-- START OF Material --
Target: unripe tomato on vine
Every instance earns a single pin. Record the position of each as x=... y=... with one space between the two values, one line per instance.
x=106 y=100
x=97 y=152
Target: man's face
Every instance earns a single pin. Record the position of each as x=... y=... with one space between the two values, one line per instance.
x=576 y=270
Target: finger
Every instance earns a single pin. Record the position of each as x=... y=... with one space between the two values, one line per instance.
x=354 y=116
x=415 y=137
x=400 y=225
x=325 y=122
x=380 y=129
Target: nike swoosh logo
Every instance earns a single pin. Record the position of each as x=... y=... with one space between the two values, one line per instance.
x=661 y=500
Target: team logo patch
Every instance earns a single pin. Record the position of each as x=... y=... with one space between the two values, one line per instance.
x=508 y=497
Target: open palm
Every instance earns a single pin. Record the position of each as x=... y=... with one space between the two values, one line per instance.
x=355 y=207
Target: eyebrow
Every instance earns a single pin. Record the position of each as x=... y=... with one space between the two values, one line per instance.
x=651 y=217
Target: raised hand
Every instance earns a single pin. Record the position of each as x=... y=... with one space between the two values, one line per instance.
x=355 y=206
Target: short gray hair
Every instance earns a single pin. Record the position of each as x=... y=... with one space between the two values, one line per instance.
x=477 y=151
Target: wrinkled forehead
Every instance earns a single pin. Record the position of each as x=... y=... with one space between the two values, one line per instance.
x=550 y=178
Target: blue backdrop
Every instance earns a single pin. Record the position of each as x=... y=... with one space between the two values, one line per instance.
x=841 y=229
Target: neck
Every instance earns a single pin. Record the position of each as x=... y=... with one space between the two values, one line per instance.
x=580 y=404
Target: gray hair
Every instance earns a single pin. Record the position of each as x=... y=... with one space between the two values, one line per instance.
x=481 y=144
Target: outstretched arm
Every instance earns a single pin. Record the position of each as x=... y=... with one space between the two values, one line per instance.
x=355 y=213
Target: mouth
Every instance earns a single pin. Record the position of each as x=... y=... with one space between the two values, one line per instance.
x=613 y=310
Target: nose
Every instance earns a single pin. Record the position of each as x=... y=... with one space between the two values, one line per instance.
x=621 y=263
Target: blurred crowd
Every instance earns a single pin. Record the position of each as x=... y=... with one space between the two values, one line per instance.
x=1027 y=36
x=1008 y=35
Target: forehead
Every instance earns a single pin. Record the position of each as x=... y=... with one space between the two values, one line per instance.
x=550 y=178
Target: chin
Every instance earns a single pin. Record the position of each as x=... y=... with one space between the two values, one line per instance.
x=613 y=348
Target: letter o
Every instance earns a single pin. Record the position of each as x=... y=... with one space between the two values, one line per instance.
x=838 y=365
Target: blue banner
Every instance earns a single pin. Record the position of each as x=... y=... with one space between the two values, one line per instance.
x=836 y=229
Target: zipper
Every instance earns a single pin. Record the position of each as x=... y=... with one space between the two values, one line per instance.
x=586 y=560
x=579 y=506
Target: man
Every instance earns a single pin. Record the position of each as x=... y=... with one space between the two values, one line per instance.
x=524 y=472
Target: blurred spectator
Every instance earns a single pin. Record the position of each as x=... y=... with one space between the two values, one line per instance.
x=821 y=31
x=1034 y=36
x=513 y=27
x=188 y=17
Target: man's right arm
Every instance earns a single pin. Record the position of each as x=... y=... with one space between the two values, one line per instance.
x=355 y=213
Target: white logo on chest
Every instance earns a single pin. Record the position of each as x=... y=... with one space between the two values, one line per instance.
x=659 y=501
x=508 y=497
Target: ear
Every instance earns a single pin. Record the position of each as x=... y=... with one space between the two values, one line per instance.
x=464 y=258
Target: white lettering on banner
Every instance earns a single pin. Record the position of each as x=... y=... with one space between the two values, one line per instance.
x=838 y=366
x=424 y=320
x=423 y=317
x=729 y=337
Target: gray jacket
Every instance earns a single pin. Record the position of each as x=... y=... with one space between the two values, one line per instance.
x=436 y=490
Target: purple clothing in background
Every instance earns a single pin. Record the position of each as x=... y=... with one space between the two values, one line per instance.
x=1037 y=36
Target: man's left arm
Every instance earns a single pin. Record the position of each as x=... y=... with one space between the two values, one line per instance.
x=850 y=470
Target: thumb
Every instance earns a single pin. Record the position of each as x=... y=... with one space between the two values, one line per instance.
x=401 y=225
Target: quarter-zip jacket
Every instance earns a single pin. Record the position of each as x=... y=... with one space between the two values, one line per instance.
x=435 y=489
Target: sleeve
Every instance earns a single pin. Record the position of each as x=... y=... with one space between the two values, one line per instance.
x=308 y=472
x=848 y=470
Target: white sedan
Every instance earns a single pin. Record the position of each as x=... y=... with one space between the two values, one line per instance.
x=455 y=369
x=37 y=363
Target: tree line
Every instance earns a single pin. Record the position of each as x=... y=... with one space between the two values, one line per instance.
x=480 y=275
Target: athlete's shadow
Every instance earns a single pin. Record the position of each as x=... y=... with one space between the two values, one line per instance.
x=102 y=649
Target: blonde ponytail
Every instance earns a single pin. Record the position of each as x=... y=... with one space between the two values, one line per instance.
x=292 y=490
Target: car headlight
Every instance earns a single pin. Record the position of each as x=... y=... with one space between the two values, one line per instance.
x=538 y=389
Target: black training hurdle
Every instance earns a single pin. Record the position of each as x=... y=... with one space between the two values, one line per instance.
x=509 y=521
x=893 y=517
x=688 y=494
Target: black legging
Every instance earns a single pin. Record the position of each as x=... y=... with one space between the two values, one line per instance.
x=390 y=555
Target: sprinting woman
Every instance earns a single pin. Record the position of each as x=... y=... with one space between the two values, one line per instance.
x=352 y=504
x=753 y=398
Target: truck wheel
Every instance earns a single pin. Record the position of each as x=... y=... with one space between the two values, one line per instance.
-- END OF Material --
__Do this__
Beginning at the line that holds "Target: tree line", write out word for word each line through the end of the records.

__The result__
Target: tree line
Every instance earns a single pin. Record the position of each as x=... y=... with one space between the two values, one line per instance.
x=480 y=275
Target: athlete's shadow
Every instance earns a single pin. Record the position of each as x=... y=... with one space between the two values, one line per instance.
x=102 y=649
Target: blonde ponytail
Every instance earns a single pin. Record the position of each as x=... y=... with one space between the two values, one line per instance.
x=292 y=490
Target: car headlight
Every instance earns a single pin. Record the position of each as x=... y=... with one space between the two values, one line per instance.
x=538 y=389
Target: black training hurdle
Every instance earns a single pin. Record the position of each as x=... y=... with one space between the two values, one line per instance.
x=509 y=521
x=893 y=517
x=688 y=494
Target: black legging
Every instance earns a single pin. Record the position of each as x=... y=... with one space between the two values, one line per instance.
x=390 y=555
Target: sprinting woman
Every instance earns a single pin. Record the position of each as x=... y=... with one space between the two values, one line per instance.
x=352 y=504
x=753 y=398
Target: truck wheel
Every instance earns a single pin. Record the position of each as x=... y=... with one space between the two values, one line per instance.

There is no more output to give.